Activity: Write out the passage about the National Crime Agency medal word for word, starting at "The National Crime" and ending at "years of service.".

Document text:
The National Crime Agency Long Service and Good Conduct Medal is a service medal for National Crime Agency (NCA) officers of the United Kingdom. Instituted in March 2017, the medal is presented for twenty aggregate years of service.

==Appearance==
The medal is circular, 36 mm in diameter and is rhodium plated cupronickel. The obverse, designed by Ian Rank-Broadley, bears an effigy of Queen Elizabeth II with the wording ELIZABETH II DEI GRATIA REGINA FID DEF. The reverse has a portcullis representing primacy and compassion, flanked by a griffin representing bravery and truth, and a leopard representing valiance. The image is surrounded by the words 'NATIONAL CRIME AGENCY' and 'FOR EXEMPLARY SERVICE'. The suspender is of a straight non-swivelling type, the 32 mm wide ribbon being blue, with three narrow stripes of white, yellow and white at each edge. No bars for further service are authorised for this medal. Naming on the rim is in impressed capital letters.

Provided records:
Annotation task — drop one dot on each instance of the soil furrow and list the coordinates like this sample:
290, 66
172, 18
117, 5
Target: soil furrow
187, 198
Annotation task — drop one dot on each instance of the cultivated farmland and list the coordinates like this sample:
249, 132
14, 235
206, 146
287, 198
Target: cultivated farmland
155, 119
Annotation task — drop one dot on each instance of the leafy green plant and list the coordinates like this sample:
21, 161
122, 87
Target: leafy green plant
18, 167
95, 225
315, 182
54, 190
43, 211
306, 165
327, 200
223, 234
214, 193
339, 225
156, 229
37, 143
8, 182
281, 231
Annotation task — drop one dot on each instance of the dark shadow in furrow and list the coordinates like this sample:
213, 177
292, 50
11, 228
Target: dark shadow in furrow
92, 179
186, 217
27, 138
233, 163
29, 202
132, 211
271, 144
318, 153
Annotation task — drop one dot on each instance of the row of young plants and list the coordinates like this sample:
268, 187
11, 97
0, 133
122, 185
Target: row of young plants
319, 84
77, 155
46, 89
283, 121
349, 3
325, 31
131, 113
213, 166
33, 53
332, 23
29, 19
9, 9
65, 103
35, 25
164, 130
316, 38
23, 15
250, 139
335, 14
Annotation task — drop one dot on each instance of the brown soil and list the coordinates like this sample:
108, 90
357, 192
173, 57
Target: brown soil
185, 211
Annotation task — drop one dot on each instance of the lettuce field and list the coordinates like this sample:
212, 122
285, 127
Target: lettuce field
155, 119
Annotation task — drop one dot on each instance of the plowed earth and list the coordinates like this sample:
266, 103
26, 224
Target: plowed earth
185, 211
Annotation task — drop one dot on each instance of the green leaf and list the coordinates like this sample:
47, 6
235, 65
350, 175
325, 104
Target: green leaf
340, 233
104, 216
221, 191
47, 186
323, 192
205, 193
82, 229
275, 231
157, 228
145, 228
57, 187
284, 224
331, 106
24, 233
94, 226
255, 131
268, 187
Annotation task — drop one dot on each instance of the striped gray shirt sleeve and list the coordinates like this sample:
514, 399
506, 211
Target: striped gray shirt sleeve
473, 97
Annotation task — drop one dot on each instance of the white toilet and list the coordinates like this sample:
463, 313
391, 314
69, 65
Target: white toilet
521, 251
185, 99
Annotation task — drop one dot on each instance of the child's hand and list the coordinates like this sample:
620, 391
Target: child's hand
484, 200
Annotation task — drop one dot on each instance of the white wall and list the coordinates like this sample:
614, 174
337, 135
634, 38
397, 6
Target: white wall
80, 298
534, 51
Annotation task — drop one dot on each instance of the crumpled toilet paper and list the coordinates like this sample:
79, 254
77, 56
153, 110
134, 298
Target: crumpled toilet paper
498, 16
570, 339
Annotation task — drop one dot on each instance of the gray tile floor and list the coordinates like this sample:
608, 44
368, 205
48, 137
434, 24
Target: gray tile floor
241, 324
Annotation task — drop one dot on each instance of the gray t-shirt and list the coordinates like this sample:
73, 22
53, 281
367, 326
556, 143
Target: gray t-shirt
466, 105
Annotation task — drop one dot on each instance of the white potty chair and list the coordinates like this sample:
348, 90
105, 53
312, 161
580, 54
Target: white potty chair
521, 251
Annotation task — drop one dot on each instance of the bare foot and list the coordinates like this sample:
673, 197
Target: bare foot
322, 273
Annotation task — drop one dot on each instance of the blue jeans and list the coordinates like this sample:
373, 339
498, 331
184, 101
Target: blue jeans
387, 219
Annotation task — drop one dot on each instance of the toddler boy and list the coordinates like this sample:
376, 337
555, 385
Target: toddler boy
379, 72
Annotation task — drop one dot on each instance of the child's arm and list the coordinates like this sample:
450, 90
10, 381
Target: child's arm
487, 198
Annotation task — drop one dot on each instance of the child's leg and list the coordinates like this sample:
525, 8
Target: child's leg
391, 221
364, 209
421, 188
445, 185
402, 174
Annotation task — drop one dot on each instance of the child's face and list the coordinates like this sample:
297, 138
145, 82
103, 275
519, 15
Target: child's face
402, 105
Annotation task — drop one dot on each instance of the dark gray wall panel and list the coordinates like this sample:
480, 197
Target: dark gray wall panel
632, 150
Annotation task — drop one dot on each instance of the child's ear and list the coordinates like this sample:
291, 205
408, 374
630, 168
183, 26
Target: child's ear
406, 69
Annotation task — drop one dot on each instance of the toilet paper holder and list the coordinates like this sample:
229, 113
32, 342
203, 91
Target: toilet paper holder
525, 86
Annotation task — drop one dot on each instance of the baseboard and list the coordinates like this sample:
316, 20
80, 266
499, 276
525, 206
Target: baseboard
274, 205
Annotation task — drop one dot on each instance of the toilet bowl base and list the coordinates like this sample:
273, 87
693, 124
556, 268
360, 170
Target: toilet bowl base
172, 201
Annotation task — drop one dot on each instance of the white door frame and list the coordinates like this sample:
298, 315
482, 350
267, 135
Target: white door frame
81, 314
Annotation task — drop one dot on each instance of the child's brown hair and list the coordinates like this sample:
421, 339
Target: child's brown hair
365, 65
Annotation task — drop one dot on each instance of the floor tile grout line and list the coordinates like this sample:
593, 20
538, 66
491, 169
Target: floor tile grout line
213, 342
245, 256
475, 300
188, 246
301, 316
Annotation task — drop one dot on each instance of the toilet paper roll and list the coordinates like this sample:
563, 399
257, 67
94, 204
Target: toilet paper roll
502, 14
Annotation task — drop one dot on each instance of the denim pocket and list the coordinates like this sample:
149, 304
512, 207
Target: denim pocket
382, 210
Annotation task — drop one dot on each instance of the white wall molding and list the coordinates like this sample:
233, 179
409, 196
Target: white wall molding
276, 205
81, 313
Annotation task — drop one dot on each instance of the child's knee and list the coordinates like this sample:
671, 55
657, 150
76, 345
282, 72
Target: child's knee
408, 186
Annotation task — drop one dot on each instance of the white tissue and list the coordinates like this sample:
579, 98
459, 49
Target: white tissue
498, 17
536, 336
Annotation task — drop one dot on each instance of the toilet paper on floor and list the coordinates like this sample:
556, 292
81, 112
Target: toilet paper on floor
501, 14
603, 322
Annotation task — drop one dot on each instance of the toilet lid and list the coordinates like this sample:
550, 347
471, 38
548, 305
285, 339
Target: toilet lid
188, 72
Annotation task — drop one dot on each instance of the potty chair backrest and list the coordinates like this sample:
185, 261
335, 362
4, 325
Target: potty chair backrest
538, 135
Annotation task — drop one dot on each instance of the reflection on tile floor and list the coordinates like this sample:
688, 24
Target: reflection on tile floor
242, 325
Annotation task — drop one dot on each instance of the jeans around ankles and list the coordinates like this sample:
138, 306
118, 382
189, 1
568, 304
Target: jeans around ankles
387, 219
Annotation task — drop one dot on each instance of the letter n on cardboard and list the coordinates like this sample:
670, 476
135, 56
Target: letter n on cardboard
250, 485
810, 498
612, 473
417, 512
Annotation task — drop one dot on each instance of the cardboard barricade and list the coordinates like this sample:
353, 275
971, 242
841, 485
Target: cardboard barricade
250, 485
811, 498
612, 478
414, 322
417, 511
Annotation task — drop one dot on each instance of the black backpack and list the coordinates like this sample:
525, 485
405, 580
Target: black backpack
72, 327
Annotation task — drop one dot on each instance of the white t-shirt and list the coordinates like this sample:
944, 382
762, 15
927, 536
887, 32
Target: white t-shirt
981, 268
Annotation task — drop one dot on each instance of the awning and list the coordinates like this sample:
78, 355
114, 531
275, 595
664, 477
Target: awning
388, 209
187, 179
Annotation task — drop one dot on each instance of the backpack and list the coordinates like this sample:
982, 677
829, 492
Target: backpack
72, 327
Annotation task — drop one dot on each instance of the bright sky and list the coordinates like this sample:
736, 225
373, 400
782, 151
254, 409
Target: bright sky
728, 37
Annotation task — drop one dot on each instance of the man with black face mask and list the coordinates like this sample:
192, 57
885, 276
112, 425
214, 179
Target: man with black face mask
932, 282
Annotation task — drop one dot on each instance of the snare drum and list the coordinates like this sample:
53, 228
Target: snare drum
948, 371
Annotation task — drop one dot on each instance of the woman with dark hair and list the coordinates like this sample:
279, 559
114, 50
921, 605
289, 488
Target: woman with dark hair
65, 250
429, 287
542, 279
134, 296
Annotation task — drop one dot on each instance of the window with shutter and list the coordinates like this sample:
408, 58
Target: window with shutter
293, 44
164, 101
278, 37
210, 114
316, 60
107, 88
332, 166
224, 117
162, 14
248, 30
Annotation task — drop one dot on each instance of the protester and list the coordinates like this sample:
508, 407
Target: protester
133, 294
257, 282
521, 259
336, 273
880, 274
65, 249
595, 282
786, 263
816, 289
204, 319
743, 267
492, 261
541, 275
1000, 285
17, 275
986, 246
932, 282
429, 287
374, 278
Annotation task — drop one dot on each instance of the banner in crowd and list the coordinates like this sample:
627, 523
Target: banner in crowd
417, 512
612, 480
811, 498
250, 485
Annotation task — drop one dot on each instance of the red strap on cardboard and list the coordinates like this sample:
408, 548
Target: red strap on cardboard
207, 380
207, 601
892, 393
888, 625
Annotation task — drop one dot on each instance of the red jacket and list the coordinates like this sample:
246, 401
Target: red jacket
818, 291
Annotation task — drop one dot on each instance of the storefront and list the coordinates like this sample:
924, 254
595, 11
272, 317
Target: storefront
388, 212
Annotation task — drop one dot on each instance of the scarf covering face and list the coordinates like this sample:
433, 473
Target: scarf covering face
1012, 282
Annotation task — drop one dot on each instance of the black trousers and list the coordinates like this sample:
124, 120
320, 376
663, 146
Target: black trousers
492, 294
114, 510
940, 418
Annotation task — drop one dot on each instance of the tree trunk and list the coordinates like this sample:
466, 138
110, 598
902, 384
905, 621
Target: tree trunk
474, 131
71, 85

Finished task:
The National Crime Agency Long Service and Good Conduct Medal is a service medal for National Crime Agency (NCA) officers of the United Kingdom. Instituted in March 2017, the medal is presented for twenty aggregate years of service.